WHAT IS BEING ASKED:
What is the Spanish translation of the sentence "Both the floor and the son were waterproof." from the text below about a family vote on meanness?

* Start PASSAGE SHOWN *

Not so many days back, a father I know well was listening to the conversation in the next room between his two sons, ages six and ten. The subject of the conversation was about mean people, and who might be meaner than someone else. As the actual list of persons they knew well was quite short, the focus migrated back to home, where they knew the folks best. The final argument was about the meanest persons they knew well. In their wisdom, they chose to compare meanness in their father and their grandfather. The discussion was short, and then they voted. The final vote was one vote each for these two old men. The father got one vote, and grandpa got one vote.
As the grandpa, I was not there to appreciate the discussion. I was also somewhat miffed to know that both their mother and grandmother had been left entirely off the ballot.
On one occasion grandma admitted that she had freely and deliberately thrown a glass of cold water on one of her sons, who was about three and a half years old at the time. This response, in the absence of its context, might be viewed as mean-spirited. Had she done this today, in public, with witnesses, she could be reported to the thought police for a hate crime, and subsequently expect a visit from the Department of Child Abuse.
At the time of grandma’s incident, the son was throwing a kicking and screaming tantrum in the middle of the kitchen floor. This was the first serious tantrum delivered by the son, and grandma believed her action to be perfectly appropriate. Both the floor and the son were waterproof. The shock of the cold water provided an instantaneous reaction. He stopped kicking and screaming immediately, got up from the floor, and went directly into his room without uttering a word to his mother. In spite of his tender age, that was the first, and last tantrum he ever tried. If the cold water was mean-spirited, it worked perfectly, and produced appropriate social behavior as a consequence. Had I been involved in the previous discussion of mean behavior, I might have nominated grandma for consideration.
As the grandpa, I admit to one occasion when my conduct might have been mean, out of context of course. We were visiting on the farm, an exciting place for kids to be with cows and pigs and wheat and barns and equipment all around. One afternoon it seemed appropriate to check out the chicken house. The oldest son, the father in the current story, was five at the time. I asked him if he would like to go with me to the chicken house. His answer was a foregone conclusion. He would love to see what a chicken house was all about, and learn as much as possible about chickens. Being a city kid, the only chance he had to examine such things was during those rare visits to the farm. So we headed for the chicken house.
We opened the door and quickly noticed two rows of nests neatly stacked one on top of the other. Both levels of nests were within easy reach of the floor. Many of the nests had an egg resting in the straw in the bottom, making them easy to gather. He gathered the eggs and put them in a small container.

* End PASSAGE SHOWN *
* Start PROVIDED RECORDS *

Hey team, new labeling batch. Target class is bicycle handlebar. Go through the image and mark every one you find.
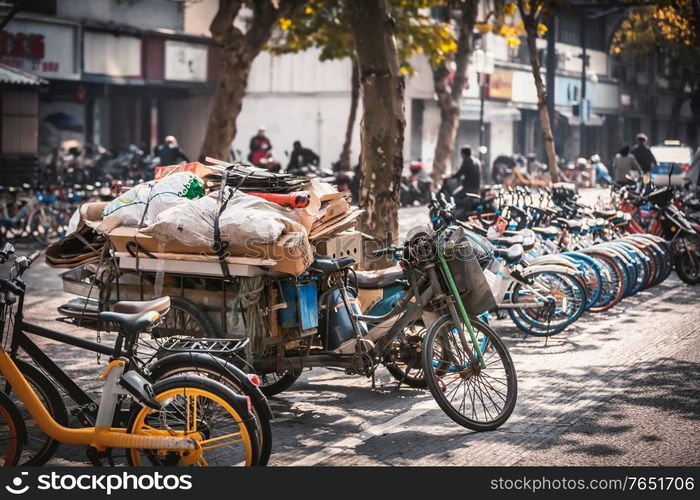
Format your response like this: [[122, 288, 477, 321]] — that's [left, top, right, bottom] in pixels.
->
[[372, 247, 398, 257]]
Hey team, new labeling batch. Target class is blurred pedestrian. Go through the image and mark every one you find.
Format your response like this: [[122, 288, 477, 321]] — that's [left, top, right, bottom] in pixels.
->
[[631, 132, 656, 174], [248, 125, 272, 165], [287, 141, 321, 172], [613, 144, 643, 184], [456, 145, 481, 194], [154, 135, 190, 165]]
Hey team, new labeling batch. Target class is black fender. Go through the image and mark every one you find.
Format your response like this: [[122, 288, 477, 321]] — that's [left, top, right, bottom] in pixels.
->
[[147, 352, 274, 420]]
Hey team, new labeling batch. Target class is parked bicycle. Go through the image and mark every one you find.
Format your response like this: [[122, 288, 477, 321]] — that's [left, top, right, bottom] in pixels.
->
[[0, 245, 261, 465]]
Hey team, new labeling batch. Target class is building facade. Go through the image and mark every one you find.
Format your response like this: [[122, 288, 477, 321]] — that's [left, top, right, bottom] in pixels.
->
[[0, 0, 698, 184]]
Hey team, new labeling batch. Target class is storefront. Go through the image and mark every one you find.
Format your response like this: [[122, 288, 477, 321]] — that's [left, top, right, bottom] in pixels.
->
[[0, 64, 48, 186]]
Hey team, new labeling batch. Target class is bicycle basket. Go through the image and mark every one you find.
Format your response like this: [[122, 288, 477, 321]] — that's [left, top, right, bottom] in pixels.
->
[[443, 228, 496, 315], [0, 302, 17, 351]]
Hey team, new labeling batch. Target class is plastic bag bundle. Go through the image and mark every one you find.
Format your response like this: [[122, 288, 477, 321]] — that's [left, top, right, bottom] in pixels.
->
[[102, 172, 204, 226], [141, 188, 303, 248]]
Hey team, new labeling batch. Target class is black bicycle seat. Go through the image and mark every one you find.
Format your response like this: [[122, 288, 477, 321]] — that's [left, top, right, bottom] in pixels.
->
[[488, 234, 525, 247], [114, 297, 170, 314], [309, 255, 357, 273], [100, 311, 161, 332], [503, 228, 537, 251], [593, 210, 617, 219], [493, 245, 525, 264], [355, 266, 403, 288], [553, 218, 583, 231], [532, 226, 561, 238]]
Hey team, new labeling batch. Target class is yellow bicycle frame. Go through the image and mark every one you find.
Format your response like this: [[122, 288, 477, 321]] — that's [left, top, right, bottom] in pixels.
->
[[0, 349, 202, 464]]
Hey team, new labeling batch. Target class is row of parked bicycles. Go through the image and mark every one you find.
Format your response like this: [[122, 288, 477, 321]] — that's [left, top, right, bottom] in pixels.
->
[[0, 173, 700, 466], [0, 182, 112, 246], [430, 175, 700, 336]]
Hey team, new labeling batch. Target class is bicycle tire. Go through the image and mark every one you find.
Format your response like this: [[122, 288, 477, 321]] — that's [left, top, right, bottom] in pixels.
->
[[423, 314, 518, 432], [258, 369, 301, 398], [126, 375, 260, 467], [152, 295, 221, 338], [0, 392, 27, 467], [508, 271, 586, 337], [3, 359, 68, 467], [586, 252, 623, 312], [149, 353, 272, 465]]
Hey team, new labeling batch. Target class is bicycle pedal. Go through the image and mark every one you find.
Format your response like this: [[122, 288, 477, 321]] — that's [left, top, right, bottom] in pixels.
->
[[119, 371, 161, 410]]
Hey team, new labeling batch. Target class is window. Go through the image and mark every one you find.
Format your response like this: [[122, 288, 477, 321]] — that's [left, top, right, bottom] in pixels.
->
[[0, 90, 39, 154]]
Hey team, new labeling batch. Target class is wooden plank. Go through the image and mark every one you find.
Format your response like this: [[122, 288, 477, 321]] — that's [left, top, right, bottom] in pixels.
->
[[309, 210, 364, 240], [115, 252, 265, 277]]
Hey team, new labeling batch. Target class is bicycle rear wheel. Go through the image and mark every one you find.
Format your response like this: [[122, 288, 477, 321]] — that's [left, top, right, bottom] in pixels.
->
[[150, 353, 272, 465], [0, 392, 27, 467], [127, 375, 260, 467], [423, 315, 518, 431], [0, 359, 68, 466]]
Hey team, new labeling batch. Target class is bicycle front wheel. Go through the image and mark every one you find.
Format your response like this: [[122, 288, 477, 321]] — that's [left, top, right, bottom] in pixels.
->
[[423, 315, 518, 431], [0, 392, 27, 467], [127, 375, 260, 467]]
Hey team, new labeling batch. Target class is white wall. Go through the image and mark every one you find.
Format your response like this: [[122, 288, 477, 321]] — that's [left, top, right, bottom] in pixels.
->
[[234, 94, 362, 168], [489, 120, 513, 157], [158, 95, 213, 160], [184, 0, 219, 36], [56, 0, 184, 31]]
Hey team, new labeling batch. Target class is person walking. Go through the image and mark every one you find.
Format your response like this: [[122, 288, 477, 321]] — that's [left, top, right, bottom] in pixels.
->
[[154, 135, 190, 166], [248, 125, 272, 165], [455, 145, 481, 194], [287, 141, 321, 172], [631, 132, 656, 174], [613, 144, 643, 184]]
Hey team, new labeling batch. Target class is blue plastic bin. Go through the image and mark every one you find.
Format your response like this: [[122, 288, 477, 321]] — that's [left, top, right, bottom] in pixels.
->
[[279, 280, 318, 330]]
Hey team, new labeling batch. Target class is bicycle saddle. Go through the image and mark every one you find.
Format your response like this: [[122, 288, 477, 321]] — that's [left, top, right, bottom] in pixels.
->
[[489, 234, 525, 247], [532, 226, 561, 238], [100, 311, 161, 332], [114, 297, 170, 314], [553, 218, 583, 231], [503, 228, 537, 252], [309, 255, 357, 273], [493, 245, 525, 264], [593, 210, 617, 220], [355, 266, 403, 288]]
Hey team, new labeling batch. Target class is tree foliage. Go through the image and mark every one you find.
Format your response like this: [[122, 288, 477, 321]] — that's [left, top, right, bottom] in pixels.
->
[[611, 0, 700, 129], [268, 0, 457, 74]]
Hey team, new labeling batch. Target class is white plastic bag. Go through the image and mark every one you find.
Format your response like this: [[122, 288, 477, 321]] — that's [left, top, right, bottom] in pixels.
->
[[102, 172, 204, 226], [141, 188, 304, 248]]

* End PROVIDED RECORDS *
* Start PROVIDED RECORDS *

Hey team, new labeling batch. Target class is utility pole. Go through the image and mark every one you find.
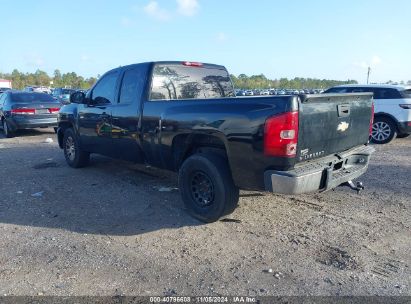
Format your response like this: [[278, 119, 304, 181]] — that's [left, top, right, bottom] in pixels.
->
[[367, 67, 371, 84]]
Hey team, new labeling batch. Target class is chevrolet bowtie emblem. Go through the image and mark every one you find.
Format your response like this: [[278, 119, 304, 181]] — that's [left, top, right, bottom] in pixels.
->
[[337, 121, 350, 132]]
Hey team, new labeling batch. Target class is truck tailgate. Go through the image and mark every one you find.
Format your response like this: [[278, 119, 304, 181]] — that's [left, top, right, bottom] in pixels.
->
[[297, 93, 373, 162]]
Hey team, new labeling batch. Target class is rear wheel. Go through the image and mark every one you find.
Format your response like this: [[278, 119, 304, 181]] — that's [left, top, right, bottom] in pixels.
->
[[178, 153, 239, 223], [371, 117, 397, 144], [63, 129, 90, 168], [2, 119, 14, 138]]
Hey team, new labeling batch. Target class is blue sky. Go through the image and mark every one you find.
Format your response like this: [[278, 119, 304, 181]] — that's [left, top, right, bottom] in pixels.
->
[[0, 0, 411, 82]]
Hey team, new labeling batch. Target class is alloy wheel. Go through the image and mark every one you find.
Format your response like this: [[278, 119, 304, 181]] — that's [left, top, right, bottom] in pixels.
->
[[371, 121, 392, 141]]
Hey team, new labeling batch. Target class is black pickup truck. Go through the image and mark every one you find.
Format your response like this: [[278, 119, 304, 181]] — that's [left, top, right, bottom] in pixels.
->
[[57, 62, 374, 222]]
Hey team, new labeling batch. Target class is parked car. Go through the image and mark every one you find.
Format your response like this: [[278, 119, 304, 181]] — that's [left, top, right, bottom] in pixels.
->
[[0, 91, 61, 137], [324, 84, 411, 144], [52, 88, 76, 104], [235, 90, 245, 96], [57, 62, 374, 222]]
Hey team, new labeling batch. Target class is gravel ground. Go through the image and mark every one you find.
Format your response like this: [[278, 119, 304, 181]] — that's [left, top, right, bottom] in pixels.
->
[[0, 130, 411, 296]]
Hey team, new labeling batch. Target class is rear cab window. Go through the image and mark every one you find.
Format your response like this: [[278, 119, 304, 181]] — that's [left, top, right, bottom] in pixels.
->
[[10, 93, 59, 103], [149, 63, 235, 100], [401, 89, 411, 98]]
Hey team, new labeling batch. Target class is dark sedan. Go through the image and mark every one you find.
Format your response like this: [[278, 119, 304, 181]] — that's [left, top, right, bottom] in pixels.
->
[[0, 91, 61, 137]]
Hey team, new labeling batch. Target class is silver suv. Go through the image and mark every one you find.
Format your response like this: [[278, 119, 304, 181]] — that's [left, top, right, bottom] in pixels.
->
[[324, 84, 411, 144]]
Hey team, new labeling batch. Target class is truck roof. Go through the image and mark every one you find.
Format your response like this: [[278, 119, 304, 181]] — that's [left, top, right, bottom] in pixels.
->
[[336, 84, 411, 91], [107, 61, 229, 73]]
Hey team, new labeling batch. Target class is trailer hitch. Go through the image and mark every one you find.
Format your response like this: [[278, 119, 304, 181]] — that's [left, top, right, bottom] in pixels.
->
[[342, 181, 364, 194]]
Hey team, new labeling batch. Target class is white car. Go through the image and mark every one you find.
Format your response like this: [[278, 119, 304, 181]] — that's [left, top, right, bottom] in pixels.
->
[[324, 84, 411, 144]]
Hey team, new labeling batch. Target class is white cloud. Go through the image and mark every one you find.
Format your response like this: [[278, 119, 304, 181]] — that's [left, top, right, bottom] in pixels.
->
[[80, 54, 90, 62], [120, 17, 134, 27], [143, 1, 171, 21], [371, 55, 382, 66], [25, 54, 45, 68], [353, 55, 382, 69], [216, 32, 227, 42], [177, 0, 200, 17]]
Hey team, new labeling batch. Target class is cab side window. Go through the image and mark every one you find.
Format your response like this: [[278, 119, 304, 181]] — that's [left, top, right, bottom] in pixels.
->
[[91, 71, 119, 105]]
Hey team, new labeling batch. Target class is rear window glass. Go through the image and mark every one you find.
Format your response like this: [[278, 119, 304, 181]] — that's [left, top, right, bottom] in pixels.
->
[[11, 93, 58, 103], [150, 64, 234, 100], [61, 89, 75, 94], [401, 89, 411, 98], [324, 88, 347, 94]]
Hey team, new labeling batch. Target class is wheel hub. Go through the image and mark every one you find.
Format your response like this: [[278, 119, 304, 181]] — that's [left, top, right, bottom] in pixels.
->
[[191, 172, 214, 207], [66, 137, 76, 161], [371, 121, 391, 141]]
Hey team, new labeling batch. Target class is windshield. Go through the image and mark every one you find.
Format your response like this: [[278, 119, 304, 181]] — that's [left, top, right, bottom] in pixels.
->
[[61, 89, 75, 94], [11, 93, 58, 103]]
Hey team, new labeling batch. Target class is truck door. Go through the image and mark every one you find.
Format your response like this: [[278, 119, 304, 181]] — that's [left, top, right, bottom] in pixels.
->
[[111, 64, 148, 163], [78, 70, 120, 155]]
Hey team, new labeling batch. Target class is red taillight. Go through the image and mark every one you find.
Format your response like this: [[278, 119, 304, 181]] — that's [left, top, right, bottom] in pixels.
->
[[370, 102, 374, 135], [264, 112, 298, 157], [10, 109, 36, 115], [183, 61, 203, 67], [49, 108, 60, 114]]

* End PROVIDED RECORDS *
* Start PROVIDED RECORDS *

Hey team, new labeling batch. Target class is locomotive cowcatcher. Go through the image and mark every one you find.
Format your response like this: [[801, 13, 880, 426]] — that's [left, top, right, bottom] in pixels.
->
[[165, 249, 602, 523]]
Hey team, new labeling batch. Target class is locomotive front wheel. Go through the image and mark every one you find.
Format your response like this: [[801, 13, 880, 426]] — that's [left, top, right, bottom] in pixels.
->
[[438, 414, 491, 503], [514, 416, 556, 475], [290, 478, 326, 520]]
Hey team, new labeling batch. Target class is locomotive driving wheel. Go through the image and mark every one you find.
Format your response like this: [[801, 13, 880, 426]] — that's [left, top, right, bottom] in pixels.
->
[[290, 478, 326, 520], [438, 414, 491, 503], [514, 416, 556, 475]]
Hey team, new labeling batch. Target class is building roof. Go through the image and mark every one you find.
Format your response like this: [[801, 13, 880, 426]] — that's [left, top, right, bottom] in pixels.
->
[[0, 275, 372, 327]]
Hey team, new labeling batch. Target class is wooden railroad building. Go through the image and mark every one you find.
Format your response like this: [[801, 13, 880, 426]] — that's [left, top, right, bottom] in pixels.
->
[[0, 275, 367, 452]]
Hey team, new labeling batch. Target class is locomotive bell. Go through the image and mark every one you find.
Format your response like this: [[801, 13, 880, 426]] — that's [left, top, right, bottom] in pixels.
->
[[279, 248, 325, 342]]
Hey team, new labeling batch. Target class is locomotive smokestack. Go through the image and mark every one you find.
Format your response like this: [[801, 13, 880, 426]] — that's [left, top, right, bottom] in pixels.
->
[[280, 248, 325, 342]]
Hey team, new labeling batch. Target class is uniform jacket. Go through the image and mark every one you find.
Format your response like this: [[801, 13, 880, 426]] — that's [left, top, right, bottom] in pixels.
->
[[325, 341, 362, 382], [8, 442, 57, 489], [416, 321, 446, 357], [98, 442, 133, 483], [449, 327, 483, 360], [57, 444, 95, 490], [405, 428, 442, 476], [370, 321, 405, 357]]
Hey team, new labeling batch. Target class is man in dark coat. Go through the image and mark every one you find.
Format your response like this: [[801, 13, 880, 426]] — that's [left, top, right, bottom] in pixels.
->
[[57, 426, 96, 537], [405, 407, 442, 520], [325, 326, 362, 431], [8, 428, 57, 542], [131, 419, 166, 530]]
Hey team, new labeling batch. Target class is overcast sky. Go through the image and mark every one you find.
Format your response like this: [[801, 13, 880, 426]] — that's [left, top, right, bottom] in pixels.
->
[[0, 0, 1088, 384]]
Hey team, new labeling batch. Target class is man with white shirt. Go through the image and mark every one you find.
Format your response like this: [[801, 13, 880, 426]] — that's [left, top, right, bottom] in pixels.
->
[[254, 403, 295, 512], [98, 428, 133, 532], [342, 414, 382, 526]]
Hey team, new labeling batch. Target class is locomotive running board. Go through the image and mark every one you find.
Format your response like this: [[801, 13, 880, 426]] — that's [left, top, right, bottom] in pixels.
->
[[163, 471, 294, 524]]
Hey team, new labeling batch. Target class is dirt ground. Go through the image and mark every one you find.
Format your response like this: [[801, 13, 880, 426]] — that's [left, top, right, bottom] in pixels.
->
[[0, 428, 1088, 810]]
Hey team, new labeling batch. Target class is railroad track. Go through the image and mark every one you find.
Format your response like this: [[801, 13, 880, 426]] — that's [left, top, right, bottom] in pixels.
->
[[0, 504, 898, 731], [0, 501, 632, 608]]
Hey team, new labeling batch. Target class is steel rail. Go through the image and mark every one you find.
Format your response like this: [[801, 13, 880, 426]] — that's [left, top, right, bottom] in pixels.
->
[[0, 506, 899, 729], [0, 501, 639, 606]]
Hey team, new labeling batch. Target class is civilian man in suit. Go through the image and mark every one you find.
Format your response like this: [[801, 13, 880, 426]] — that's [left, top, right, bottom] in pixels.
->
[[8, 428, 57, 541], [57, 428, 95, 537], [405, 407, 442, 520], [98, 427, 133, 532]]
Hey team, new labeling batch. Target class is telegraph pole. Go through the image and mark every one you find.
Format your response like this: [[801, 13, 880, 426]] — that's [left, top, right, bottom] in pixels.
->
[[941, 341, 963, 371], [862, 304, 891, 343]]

* End PROVIDED RECORDS *

ANSWER IN FULL:
Tanto el suelo como el hijo eran impermeables.